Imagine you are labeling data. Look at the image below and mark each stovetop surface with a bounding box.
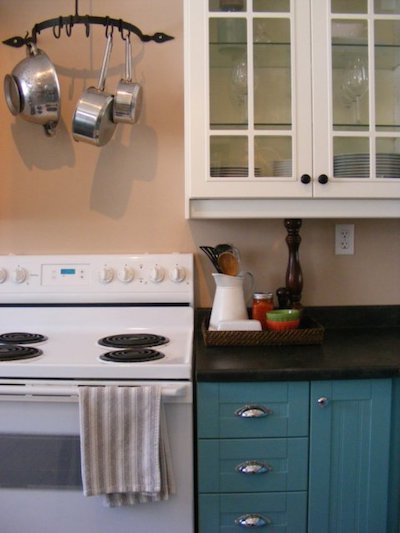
[0,254,194,380]
[0,307,193,379]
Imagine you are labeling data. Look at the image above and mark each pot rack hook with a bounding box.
[85,15,90,37]
[65,15,74,37]
[118,19,131,41]
[105,16,114,39]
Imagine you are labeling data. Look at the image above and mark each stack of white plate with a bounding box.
[333,154,400,178]
[210,167,261,178]
[272,159,292,178]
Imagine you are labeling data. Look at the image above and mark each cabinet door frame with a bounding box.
[311,0,400,197]
[308,379,392,533]
[184,0,312,199]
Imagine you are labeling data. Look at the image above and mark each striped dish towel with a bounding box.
[79,386,175,507]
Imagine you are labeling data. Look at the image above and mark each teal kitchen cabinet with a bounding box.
[197,379,392,533]
[197,382,309,533]
[308,379,392,533]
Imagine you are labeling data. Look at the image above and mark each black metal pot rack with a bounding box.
[3,0,173,48]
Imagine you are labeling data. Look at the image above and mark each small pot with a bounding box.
[4,42,61,135]
[72,34,116,146]
[113,35,142,124]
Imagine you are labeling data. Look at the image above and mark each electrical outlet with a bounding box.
[335,224,354,255]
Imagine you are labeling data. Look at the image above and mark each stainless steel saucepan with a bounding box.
[4,42,61,135]
[113,35,142,124]
[72,34,116,146]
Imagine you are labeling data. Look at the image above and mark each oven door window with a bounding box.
[0,434,82,489]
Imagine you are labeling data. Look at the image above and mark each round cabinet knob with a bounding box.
[0,268,7,283]
[169,265,186,283]
[317,396,329,407]
[149,265,164,283]
[99,267,114,283]
[11,266,28,283]
[117,265,135,283]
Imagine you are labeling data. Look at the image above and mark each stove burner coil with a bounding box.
[0,331,47,344]
[0,344,43,361]
[100,348,164,363]
[98,333,169,348]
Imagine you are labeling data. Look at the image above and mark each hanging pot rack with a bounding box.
[3,0,173,48]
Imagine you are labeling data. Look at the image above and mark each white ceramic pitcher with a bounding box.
[209,272,253,330]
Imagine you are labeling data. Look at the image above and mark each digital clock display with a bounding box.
[60,268,76,276]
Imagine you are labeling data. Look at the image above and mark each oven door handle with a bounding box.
[0,384,186,400]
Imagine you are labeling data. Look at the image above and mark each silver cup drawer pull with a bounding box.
[235,405,272,418]
[235,514,272,529]
[235,461,272,475]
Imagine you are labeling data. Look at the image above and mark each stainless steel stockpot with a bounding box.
[4,42,61,135]
[113,35,142,124]
[72,34,116,146]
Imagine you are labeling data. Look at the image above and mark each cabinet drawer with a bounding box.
[197,382,309,438]
[199,492,307,533]
[198,437,308,492]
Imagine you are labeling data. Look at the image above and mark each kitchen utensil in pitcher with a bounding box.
[72,33,116,146]
[113,35,142,124]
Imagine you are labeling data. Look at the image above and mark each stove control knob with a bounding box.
[99,266,114,283]
[169,265,186,283]
[117,265,135,283]
[149,265,164,283]
[11,266,28,283]
[0,268,7,283]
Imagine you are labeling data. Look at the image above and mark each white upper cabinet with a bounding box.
[185,0,400,218]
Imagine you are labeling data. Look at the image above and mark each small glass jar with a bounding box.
[251,292,274,329]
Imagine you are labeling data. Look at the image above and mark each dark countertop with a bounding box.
[194,306,400,381]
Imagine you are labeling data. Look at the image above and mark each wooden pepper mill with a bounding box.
[284,218,303,309]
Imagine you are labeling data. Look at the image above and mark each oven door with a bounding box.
[0,381,193,533]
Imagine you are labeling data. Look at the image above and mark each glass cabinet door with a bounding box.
[207,0,311,196]
[313,0,400,198]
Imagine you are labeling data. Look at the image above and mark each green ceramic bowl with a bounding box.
[267,309,301,322]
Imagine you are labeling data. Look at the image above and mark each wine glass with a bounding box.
[231,56,248,106]
[342,56,368,124]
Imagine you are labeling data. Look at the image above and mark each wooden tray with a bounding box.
[201,317,325,346]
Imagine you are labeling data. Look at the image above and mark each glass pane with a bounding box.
[209,0,247,11]
[253,18,292,129]
[331,0,368,13]
[210,135,249,178]
[375,20,400,131]
[253,0,290,13]
[333,137,370,178]
[332,20,369,130]
[254,135,293,177]
[374,0,400,14]
[375,137,400,179]
[210,18,248,129]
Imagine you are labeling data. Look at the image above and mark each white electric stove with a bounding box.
[0,253,194,533]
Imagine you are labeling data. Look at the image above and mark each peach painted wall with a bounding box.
[0,0,400,306]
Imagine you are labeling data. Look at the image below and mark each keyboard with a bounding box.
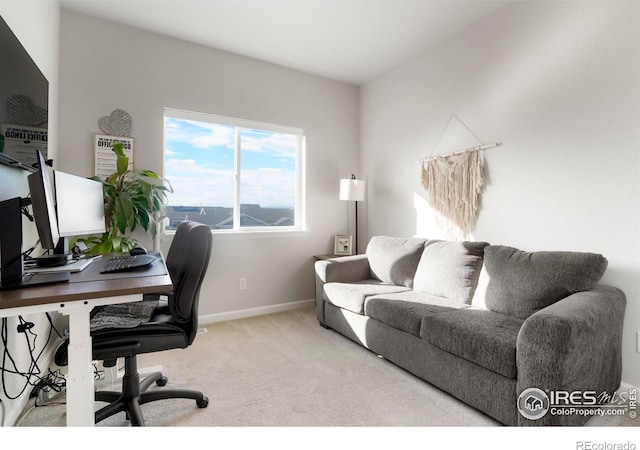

### Task directions
Output every line of the records above as a JSON list of strings, with one string per line and blank lines omitted. Exclude the pictures.

### Solution to this problem
[
  "Imagine you are labeling data. Look at the image below and mark each stovetop surface with a bounding box.",
  "[0,254,194,380]",
  "[0,307,193,379]",
  "Imagine you are labeling data. Look at the image above and mark each pot rack hook with a bounding box.",
  "[85,15,90,37]",
  "[65,15,74,37]",
  "[118,19,131,41]",
  "[105,16,114,39]",
  "Imagine you are labeling data. Look at the image above and mark each stack of white plate with a bounding box.",
  "[333,154,400,178]",
  "[210,167,261,178]",
  "[272,159,292,178]",
  "Imagine you are labeling data. Look at the image above and mark each cabinet door frame with a bounding box.",
  "[311,0,400,197]",
  "[308,379,392,533]",
  "[184,0,312,199]",
  "Imagine you are labeling data. Look at the image above and mark each striped dish towel with a bounding box.",
  "[79,386,175,507]",
  "Imagine you are labeling data. Look at the image above and mark each teal kitchen cabinet with a bounding box.",
  "[197,379,392,533]",
  "[197,382,309,533]",
  "[308,379,392,533]",
  "Imagine you are labeling data. Look at the image above and mark each black metal pot rack with a bounding box.",
  "[3,0,173,48]",
  "Imagine you are labeling data. Look at the image above and mark each small pot with a bounding box.",
  "[4,42,61,135]",
  "[72,34,116,146]",
  "[113,35,142,124]",
  "Imagine you are labeling data. Look at the image above and mark each electrical outlet with a bounding box.",
  "[335,224,354,255]",
  "Imagine you are labeling data. Look at the image above and mark each stainless steel saucepan with a bounding box.",
  "[4,42,61,135]",
  "[113,35,142,124]",
  "[72,34,116,146]",
  "Imagine you are labeling data. Look at the image above and mark each oven door window with a bounding box.",
  "[0,434,82,489]",
  "Imagine you are labeling data. Look at the image above and mark each round cabinet knob with a bounding box.",
  "[0,268,7,283]",
  "[169,265,186,283]",
  "[317,396,329,407]",
  "[149,265,164,283]",
  "[99,267,114,283]",
  "[11,266,28,283]",
  "[117,265,135,283]",
  "Imagine you are labeling data. Look at the image above and mark each stove burner coil with a bounding box.",
  "[0,331,47,344]",
  "[0,344,43,361]",
  "[100,348,164,363]",
  "[98,333,169,348]",
  "Imagine you are labeling data. Look at the image above and mark each hanging pot rack with a bounding box.",
  "[3,0,173,48]",
  "Imagine you are labeling data. Look at the image above and mark each white ceramic pitcher with a bounding box.",
  "[209,272,253,330]",
  "Imagine you are labeling data. Look at the image above and mark each digital clock display with a bounding box.",
  "[60,268,76,276]",
  "Imagine you are labeling data. Look at the image above and mark each oven door handle with a bounding box.",
  "[0,384,186,400]",
  "Imagine you are labeling data. Look at the image above and mark each silver cup drawer pull with a bounding box.",
  "[235,405,272,418]",
  "[235,514,272,529]",
  "[235,461,272,475]",
  "Imagine you are labeling data. Look at the image above and mark each stainless steel stockpot with a bounding box.",
  "[4,42,61,135]",
  "[113,35,142,124]",
  "[72,34,116,146]",
  "Imagine you are labeling data. Look at the image above and mark each cabinet drawer with a bounding box.",
  "[197,382,309,438]",
  "[199,492,307,533]",
  "[198,437,308,492]",
  "Imagine you are labeling data. Look at the image above and mark each kitchen utensil in pitcher with a bounding box.",
  "[72,33,116,146]",
  "[113,35,142,124]",
  "Imagine you are labeling data. Look at the image above and mark each stove control knob with a bounding box.",
  "[99,266,114,283]",
  "[169,265,186,283]",
  "[117,265,135,283]",
  "[149,265,164,283]",
  "[11,266,28,283]",
  "[0,268,7,283]",
  "Imagine you are labeling data. Look at the image above and mark each white upper cabinet with a bounding box.",
  "[185,0,400,218]",
  "Imagine you are labeling data. Look at the image above and mark each small glass jar with a bounding box.",
  "[251,292,274,329]",
  "Imagine you are labeling data. Look at the image above and mark each dark countertop with a bounding box.",
  "[194,306,400,381]",
  "Imagine you are labeling data. Look at the image above and mark each wooden pepper mill with a bounding box.",
  "[284,218,303,309]",
  "Imagine you are labeling data. Look at the image above and mark each oven door with a bounding box.",
  "[0,381,193,533]",
  "Imagine you are labeling data. Look at the image above and mark each glass cabinet door with a bounding box.",
  "[207,0,311,196]",
  "[313,0,400,198]",
  "Imagine you are labeling data. Look at the image above and mark each green ceramic bowl with a bounding box.",
  "[267,309,301,322]",
  "Imagine you are labeling data. Look at the image above and mark each wine glass with a bounding box.",
  "[231,56,248,106]",
  "[342,56,368,124]",
  "Imagine you are labeling data. Look at the image above and mark each wooden tray with a bounding box.",
  "[201,317,325,346]",
  "Imagine you are labeling data. Look at the image above and mark each glass pane with a bounding box.",
  "[209,0,247,11]",
  "[253,18,292,129]",
  "[331,0,368,13]",
  "[210,135,249,178]",
  "[375,20,400,131]",
  "[253,0,290,13]",
  "[333,137,370,178]",
  "[332,20,369,130]",
  "[254,135,293,177]",
  "[374,0,400,14]",
  "[375,137,400,179]",
  "[210,18,248,129]",
  "Imagine you are labeling data. Look at the image above and mark each white electric stove with a bounding box.",
  "[0,253,194,533]",
  "Imagine you are labeling data. Look at the image above and mark each peach painted wall with a bounding box.",
  "[0,0,400,306]",
  "Imagine you are labeling data. Look at the image below and mark each keyboard with a bounding box."
]